**To be done**. Can you find each line in the listing below that contains the word "feather" and copy those lines out?

Excerpts of bounding box data:
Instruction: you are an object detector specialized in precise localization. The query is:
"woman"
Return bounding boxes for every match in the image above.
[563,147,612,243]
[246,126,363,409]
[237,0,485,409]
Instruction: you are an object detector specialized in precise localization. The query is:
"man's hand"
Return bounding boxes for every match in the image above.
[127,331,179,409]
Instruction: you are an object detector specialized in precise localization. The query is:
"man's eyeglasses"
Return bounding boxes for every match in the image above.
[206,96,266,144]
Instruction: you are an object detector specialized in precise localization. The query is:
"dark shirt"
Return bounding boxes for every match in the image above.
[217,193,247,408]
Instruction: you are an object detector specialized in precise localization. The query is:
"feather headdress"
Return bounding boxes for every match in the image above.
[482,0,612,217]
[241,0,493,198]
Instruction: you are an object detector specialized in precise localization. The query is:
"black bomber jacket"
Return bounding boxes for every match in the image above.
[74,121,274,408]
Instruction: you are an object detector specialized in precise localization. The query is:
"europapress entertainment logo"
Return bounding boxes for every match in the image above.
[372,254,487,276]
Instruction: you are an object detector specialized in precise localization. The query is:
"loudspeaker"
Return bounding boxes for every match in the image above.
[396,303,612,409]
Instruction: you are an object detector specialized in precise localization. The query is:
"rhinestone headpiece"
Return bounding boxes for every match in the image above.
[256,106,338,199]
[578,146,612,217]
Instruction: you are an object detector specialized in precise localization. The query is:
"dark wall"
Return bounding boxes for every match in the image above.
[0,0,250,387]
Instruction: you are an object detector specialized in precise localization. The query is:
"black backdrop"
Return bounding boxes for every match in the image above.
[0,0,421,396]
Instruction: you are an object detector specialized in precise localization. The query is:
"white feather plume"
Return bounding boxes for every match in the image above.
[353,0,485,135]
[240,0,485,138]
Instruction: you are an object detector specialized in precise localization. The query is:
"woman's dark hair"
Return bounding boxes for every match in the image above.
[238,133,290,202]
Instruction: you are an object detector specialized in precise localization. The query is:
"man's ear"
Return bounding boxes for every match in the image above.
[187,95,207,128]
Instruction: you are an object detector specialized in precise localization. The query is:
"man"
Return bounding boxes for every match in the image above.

**Task output**.
"feather headdress"
"white feather plume"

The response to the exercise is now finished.